> **SELECTED EXCERPT**:
--------------------------------
Cities and towns across the country are gearing up for budget cuts because of prolonged COVID-19 shutdowns, but that isn’t true in Zephyrhills.
Zephyrhills City Manager Billy Poe said the city is in good enough shape financially to handle any lingering effects of the shutdown for the rest of this fiscal year, and for next fiscal year, too.
He provided that reassuring news to city council members at their regular meeting on June 8.
Although state revenues shared with local governments could be reduced by 50% for the months of April, May and June, Poe said that’s “not a super larger part” of the city’s roughly $66 million budget.
The city had larger-than-anticipated revenues at the beginning of the year, which helps to offset lower state revenues, Poe said.
He also noted that some big-ticket purchase items came in under budget.
Plus, the city has flexibility to slow down some city projects that are less critical, he said.
“Talking to the finance director I think we’re going to be OK,” the city manager told the council. “There’s some money that we can move around, so there will be a decrease, but I think we’re going to be OK,” Poe said.
Meanwhile, as the city prepares its 2020-21 fiscal year budget, Poe has directed city department heads “to really hold the line” when prioritizing needs and projects.
Besides the negative revenue impacts caused by COVID-19, the city also is facing higher health care and retirement costs for next fiscal year.
The millage rate will be set during the first week in July. The city will hold two public hearings on its budget, which must be adopted by Oct. 1.
On the upside, the city manager noted a preliminary estimate from the Pasco County Property Appraiser’s Office shows the taxable value of the city up about $42 million, with $35.7 million in new construction value.
“What it’ll do is offset some of those reductions from the state, those lost revenues as a result of COVID-19,” said Poe.
Council swearing-in, reorganization
Like other government organizations, the COVID-19 pandemic forced the Zephyrhills City Council to hold virtual call-in meetings over the past two months or so.
--------------------------------
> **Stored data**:
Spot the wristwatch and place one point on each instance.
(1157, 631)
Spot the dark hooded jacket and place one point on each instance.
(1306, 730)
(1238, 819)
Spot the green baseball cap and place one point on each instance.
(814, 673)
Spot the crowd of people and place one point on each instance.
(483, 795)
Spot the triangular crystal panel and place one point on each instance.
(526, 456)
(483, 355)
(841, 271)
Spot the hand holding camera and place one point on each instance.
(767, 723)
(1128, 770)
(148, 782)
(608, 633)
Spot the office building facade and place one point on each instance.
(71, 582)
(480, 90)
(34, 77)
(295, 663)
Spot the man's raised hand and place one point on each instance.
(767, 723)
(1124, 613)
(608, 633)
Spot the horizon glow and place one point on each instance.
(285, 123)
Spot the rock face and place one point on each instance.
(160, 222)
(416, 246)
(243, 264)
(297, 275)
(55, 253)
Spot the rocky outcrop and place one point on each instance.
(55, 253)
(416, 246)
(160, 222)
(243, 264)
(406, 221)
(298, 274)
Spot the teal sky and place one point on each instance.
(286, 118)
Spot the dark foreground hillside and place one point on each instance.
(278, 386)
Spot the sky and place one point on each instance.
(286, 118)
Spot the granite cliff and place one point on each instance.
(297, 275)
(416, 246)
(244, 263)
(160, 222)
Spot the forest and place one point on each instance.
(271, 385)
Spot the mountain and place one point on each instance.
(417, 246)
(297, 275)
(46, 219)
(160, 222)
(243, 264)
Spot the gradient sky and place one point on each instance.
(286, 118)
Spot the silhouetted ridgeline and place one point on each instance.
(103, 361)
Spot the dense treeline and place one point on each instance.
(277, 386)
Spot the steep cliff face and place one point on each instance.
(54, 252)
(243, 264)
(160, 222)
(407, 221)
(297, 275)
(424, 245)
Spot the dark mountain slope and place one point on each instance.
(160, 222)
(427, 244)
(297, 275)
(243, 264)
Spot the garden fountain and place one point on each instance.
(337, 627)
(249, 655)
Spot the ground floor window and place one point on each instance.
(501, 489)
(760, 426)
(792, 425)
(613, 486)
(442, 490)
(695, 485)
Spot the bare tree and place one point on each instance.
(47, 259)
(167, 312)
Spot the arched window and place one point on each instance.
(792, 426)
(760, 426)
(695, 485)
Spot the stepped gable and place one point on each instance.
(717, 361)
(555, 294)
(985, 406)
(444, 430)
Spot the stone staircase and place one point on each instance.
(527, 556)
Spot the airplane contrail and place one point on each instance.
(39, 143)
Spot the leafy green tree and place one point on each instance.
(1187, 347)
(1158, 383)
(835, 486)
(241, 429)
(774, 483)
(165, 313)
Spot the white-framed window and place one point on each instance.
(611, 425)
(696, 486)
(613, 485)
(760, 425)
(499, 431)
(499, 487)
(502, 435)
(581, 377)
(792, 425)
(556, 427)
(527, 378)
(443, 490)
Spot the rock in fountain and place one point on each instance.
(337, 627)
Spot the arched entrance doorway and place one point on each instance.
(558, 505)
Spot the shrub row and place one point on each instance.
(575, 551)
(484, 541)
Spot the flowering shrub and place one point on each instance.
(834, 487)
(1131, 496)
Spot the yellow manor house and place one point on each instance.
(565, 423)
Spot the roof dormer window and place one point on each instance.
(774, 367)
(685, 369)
--------------------------------
> **ACTIVITY A**: In the Zephyrhills budget article, by what date must the city's budget be adopted?
> **ACTIVITY B**: Rewrite the Zephyrhills budget article between "Plus, the city" and "adopted by Oct. 1.", inclusive, using "budget officer" in place of "finance director".
> **ACTIVITY C**: Write the next part of the Zephyrhills budget article, picking up after its final sentence.

> **FINAL ANSWER A**: The budget must be adopted by Oct. 1.

> **FINAL ANSWER B**:
Plus, the city has flexibility to slow down some city projects that are less critical, he said.
“Talking to the budget officer I think we’re going to be OK,” the city manager told the council. “There’s some money that we can move around, so there will be a decrease, but I think we’re going to be OK,” Poe said.
Meanwhile, as the city prepares its 2020-21 fiscal year budget, Poe has directed city department heads “to really hold the line” when prioritizing needs and projects.
Besides the negative revenue impacts caused by COVID-19, the city also is facing higher health care and retirement costs for next fiscal year.
The millage rate will be set during the first week in July. The city will hold two public hearings on its budget, which must be adopted by Oct. 1.

> **FINAL ANSWER C**:
That all changed June 8, when council members gathered inside the Zephyrhills City Hall chambers, for the first time since March 23.
The move came at an appropriate time, as City Clerk Lori Hillman administered the oath of office to Mayor Gene Whitfield and Councilman Alan Knight, who retained their seats since being declared elected unopposed.
Whitfield has held the mayor chair since 2014, when Danny Burgess resigned to run as the area’s state representative in Tallahassee. Whitfield has owned Whitfield Funeral Home in Zephyrhills the past 25 years. He also is former director of The Greater Zephyrhills Chamber of Commerce.
Knight, first elected to Council Seat 2 in 2014, is a retired educator who’s worked mainly in Pasco County Schools as a teacher, coach and administrator.
The swearing-in ceremony also coincided with some council reorganization, which happens each year.
Council Vice President Charlie Proctor was elevated to the role of council president, taking over for Councilman Ken Burgess. Councilwoman Jodi Wilkeson was appointed council vice president.
As council president, Proctor will be responsible for signing official city documents and chairing council meetings, otherwise serving as the leading voice in business agenda items. He last served as council president in 2014.
Proctor commended Burgess.
Said Proctor, “First of all, I would like to thank former Council President Ken Burgess for doing an amazing job this past year. We really had a rough year, a lot of tough decisions we had to make as a council. Not only that, we had to go through this virus that had us meet online, and it was very difficult, and I think Council President Burgess did an amazing job, along with our staff.”
Liaison appointments were decided, too. Burgess was chosen to sit on the Pasco County Tourist Development Council (TDC), in addition to serving as an officer with The Greater Zephyrhills Chamber of Commerce. Other roles remained in place — Proctor serving on the Ridge League of Cities; Wilkeson on Main Street Zephyrhills; and Councilman Lance Smith on the Pasco County Metropolitan Planning Organization (MPO), with the mayor serving as an alternate.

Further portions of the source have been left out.